• [Exercises to complete]
1 > Using the passage about books as a hideaway, answer each question briefly:
(a) How old was the writer on first meeting Annaka Ailie?
(b) Which musician did Annaka have on repeat in her car?
(c) What was Lauren Smart the writer's first peer to do?
2 > According to the passage about books as a hideaway, why have books been the writer's ultimate hideaway? Reply in one to three sentences.
3 > Extend the passage about books as a hideaway, picking up after its final sentence.

• [Quoted text]
For me, books have always been the ultimate hideaway. Throughout my adolescence (and now, into adulthood) I’ve used books to put what I was feeling into words, to escape into magical worlds, and reading helped me grow into the woman I wanted to be. Today I enlisted the help of two of my favorite book-lovers — women I’ve spent hours with talking about books over coffees or staying up late into the night to discuss words we’ve read that meant something to us. I met my friend, Annaka Ailie, when I was 15 and she was three years older than me with long, long blonde hair, a car with Tom Petty on repeat, and so cool. My friend Lauren Smart was my first peer to graduate from grad school and get a real, true job as a writer. I’ve always admired her tenacity and determination. When I asked these two if they would write about the books that have been most inspirational in their lives, I knew they wouldn’t disappoint.

• [Record set]
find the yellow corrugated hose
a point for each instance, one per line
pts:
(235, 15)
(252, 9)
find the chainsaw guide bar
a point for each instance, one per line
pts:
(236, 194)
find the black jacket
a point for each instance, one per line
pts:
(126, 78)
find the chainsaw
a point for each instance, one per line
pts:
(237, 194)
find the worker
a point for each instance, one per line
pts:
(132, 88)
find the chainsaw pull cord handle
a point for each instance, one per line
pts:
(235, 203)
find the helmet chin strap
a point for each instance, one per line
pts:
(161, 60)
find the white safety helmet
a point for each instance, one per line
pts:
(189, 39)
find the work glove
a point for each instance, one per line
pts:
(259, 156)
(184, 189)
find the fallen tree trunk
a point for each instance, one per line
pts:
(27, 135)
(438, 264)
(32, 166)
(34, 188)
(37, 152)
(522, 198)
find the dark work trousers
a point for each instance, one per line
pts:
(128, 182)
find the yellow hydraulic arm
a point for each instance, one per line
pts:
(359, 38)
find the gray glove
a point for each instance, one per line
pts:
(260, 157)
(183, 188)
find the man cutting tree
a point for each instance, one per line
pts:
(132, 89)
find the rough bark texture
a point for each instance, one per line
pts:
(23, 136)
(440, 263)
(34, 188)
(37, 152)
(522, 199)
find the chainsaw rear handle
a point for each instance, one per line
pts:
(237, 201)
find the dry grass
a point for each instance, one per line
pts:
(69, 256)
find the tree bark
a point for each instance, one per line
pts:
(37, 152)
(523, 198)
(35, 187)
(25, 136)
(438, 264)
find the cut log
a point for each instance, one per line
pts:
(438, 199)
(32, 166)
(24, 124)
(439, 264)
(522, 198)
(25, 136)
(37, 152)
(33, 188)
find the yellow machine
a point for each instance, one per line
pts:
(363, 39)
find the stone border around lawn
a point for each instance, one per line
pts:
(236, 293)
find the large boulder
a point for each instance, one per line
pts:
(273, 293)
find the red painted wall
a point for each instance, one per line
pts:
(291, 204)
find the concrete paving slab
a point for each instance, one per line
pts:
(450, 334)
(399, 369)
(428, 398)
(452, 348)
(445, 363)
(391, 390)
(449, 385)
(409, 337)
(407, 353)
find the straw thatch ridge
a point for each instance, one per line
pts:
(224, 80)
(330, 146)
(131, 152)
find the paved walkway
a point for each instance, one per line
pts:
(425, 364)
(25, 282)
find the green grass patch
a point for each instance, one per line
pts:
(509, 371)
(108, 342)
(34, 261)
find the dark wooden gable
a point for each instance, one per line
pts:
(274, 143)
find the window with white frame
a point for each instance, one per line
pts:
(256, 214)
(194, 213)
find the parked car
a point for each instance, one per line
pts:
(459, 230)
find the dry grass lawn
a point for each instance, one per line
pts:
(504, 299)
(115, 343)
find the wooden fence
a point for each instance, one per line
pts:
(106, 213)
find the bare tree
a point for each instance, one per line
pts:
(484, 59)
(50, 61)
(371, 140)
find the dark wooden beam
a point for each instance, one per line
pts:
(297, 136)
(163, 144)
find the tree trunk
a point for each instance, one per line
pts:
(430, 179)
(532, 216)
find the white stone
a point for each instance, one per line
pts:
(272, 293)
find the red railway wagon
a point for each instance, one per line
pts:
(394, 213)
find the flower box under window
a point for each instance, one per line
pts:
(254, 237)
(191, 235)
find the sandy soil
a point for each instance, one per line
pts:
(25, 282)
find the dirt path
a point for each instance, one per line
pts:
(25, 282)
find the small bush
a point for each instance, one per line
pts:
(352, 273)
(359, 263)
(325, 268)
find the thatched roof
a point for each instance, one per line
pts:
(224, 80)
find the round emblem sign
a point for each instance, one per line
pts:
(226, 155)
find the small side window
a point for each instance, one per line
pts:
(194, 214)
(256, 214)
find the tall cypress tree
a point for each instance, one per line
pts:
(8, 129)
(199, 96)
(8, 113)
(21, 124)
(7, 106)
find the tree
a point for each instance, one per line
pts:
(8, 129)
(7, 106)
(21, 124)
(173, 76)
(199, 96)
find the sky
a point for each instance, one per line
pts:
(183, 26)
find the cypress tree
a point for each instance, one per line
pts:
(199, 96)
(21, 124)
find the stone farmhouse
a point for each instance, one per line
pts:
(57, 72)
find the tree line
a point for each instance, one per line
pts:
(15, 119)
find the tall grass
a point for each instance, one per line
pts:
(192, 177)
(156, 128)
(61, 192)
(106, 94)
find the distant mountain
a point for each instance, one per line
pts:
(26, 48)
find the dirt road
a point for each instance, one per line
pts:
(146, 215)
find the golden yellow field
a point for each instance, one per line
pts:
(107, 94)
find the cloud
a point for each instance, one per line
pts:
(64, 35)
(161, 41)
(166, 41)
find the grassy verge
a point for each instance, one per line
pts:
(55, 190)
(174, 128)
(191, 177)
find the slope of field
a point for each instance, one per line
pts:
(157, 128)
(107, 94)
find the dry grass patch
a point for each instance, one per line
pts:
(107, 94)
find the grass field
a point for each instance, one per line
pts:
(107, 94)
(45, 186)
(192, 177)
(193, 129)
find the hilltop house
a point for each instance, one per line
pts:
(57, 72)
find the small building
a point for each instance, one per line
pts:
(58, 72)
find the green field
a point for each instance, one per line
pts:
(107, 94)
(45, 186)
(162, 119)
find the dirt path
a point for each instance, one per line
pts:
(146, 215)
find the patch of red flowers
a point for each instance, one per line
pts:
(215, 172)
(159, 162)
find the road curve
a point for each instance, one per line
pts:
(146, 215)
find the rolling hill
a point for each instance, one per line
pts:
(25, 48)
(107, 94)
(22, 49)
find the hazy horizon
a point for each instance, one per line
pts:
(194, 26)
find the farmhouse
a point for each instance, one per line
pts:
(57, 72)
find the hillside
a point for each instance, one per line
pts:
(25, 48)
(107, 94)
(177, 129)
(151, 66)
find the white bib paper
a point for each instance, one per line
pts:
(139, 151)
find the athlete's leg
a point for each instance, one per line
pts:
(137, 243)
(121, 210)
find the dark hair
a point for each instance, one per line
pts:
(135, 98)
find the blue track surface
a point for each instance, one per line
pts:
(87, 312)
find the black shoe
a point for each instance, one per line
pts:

• [Solved problems]
1 >
(a) 15.
(b) Tom Petty.
(c) Graduate from grad school and get a real, true job as a writer.

2 > The writer has used books to put feelings into words and to escape into magical worlds. Reading also helped the writer grow into the woman she wanted to be.

3 >
from Annaka:
I don’t actually remember how I first discovered Billy Collins’ poetry, but when my senior year AP English teacher, Mrs. Merryman, read our class one of his poems one day, I was so jazzed because I already loved him – I already felt like he was “my own”. My teacher told me a couple of years later on Facebook that it was so thoughtful of me to buy her his latest book of poems at the end of the year. I had completely forgotten I did that. He was probably the first contemporary poet that I really connected with and embraced. One of the first stanzas I remember reading of his that still sticks with me is from his poem Tuesday, June 4th, 1991:
“But tomorrow, dawn will come the way I picture her, barefoot and disheveled, standing outside my window in one of the fragile cotton dresses of the poor. She will look in at me with her thin arms extended, offering a handful of birdsong and a small cup of light.”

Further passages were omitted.